── The records

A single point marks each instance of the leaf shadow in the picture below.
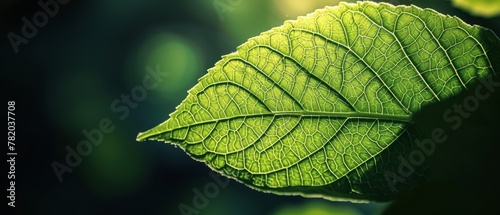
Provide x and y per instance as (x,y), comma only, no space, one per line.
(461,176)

────
── The records

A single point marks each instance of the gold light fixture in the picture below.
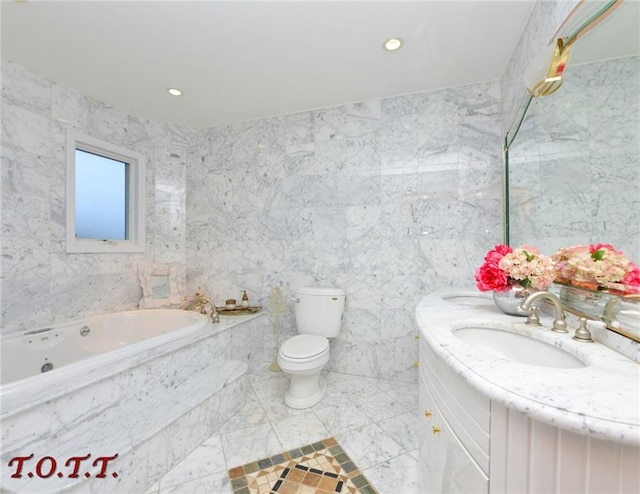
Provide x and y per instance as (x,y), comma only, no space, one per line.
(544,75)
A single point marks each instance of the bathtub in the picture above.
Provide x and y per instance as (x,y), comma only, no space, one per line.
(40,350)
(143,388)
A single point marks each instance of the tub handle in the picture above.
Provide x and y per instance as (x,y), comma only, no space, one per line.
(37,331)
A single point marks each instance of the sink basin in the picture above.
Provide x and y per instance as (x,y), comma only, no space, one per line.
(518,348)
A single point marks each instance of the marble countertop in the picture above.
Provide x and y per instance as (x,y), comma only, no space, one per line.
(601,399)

────

▶ Stated exercise: Please state how many of the lines contain the string "above", with case taken into account. Reply with the number alone.

▶ Answer in full: 4